*TEXTAUSZUG*.

● ● ● ● ●

Häusliche nichtinvasive Beatmung (NIV) nach COPD-Exazerbation

Praxis-Depesche 6/2017

Weniger Krankenhauseinweisungen und geringere Mortalität mit NIV

Exazerbationen, also akute Verschlechterungen der Lungenfunktion mit Beschwerdezunahme, können nicht nur die Lebensqualität von Patienten mit COPD stark beeinträchtigen – sie führen auch häufig zur Hospitalisierung und verschlechtern die Prognose des Patienten quoad vitam. Eine chronische Hyperkapnie ist dabei ein Risikofaktor für Mortalität, weshalb das Therapiekonzept der häuslichen nichtinvasiven Beatmung (NIV) in diesen Situationen erwogen werden sollte. Hierbei erhält der Patient – meistens nur zur Nacht – Raumluft (ggf. mit O2 angereichert) über eine Maske mit Druckunterstützung. Nun wurde in einer großen randomisierten Studie (HOT-HMV) an Patienten mit zurückliegender Exazerbation und Hyperkapnie untersucht, welche Effekte eine NIV im Vergleich zur Langzeitsauerstofftherapie (O2-Insufflation über Nasenkanüle) hat. Die Ergebnisse konnten den Wert der NIV bei diesen Patienten zweifelsfrei belegen.

● ● ● ● ●

[Daten zur Punktlokalisierung]
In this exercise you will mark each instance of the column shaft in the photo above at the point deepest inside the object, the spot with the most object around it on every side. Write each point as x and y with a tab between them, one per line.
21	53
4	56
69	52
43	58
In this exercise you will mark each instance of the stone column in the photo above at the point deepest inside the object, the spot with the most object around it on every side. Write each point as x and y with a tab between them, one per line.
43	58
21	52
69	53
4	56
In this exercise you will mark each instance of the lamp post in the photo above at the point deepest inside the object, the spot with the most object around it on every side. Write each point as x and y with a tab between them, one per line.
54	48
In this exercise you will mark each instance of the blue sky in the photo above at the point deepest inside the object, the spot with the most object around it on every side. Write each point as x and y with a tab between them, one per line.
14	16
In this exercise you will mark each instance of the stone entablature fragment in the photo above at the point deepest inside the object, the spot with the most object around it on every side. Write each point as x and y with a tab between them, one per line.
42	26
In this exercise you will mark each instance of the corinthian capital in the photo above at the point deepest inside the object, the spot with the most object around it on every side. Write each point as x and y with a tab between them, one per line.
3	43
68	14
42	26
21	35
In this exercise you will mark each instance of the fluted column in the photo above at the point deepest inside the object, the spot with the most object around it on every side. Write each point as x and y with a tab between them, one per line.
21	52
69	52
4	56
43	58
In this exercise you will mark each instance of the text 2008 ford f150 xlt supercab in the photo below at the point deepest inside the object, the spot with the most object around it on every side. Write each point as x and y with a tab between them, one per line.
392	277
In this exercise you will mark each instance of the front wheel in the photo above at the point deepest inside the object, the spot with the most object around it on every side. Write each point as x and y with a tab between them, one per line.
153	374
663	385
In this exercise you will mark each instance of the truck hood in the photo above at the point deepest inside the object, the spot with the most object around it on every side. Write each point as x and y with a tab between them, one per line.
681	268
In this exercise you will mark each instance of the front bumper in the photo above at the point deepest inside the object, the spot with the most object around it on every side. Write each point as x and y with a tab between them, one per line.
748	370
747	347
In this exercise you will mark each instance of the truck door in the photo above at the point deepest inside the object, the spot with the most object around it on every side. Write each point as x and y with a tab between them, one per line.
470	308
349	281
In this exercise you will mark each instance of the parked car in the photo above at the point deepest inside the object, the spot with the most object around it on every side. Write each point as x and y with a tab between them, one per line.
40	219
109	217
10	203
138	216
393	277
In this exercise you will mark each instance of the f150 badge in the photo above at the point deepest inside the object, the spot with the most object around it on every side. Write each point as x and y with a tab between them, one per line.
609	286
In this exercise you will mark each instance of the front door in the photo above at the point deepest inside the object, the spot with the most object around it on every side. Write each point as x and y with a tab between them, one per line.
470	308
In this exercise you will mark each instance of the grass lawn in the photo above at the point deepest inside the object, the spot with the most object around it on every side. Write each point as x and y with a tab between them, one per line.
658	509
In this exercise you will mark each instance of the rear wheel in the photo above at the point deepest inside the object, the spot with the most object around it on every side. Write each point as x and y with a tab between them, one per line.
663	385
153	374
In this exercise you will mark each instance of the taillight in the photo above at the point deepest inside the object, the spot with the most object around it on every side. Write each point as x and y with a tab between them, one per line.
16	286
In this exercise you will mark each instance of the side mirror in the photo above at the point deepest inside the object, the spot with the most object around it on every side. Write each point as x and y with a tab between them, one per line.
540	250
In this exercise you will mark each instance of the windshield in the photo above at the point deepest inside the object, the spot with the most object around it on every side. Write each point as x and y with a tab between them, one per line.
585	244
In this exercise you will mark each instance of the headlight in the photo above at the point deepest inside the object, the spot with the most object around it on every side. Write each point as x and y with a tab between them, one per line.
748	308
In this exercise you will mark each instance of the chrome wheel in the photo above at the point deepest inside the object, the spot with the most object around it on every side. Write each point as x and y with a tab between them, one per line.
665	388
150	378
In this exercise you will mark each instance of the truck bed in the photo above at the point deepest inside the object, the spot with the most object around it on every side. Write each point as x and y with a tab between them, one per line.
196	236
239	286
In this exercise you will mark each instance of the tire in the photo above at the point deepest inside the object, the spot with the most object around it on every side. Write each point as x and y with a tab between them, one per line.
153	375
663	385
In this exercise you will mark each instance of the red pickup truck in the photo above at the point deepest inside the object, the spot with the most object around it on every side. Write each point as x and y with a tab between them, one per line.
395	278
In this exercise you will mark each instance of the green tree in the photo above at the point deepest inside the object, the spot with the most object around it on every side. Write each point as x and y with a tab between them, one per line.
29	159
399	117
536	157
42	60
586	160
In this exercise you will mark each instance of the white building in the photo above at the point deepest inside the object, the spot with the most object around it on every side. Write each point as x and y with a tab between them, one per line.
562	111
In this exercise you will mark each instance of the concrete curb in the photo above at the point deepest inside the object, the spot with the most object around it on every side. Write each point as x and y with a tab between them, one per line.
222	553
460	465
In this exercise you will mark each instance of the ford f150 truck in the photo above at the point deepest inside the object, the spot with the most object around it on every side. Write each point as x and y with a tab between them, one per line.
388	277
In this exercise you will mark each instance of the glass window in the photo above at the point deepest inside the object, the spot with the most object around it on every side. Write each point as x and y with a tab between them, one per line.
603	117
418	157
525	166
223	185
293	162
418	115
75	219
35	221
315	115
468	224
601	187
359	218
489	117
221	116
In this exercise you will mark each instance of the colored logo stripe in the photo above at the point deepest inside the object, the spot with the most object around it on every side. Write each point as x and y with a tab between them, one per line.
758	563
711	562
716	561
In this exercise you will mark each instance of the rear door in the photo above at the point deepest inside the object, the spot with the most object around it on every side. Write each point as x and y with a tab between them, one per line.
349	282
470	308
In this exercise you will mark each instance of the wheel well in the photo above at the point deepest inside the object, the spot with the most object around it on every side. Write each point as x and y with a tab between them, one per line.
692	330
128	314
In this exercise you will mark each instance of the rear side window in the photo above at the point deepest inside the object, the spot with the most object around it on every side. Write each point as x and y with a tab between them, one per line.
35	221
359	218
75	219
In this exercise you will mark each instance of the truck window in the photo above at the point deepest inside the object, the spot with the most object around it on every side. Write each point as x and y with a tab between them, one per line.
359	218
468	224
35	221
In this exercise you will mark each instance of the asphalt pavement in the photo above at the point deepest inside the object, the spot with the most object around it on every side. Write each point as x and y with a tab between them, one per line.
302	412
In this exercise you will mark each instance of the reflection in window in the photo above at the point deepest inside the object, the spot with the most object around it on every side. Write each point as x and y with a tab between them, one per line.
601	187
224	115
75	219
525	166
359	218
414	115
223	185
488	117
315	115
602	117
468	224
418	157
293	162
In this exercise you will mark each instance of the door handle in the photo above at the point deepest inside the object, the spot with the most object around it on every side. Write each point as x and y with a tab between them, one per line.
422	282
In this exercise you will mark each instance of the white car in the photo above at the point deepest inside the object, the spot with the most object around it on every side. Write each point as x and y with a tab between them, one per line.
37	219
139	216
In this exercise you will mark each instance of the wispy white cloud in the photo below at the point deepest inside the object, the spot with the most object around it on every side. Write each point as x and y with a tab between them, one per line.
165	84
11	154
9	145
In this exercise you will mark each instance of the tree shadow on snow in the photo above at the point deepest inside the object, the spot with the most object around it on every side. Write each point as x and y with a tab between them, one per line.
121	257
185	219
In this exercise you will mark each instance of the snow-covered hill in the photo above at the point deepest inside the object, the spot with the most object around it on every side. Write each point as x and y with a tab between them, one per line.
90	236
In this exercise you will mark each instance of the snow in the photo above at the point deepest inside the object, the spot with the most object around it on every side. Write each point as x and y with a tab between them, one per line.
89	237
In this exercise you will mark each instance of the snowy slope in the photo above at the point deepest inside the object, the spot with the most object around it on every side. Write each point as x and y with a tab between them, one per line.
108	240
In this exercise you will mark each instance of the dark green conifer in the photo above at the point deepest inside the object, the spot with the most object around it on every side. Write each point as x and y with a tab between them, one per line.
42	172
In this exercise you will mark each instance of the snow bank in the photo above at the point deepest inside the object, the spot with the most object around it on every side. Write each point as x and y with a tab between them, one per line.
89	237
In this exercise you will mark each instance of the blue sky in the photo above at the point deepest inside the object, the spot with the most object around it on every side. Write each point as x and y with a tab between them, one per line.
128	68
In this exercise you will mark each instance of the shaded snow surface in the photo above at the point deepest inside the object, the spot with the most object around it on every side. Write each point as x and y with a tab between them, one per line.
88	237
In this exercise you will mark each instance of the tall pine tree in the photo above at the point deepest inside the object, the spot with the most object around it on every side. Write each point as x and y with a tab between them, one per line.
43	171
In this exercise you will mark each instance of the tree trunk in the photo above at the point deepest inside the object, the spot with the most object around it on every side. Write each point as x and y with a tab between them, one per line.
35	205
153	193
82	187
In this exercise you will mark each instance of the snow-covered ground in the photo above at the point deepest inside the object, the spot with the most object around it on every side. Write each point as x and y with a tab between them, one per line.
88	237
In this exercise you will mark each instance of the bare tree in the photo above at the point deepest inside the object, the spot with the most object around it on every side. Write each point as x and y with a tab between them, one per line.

● ● ● ● ●

Beantworten Sie anhand des Textes über häusliche nichtinvasive Beatmung diese Fragen:
1. Was wird als Risikofaktor für Mortalität genannt?
2. Worüber erhält der Patient bei der NIV die Raumluft?
3. Mit welcher Therapie wurde die NIV in der Studie HOT-HMV verglichen?

*ANTWORT*.
1. Eine chronische Hyperkapnie.
2. Über eine Maske mit Druckunterstützung.
3. Mit der Langzeitsauerstofftherapie (O2-Insufflation über Nasenkanüle).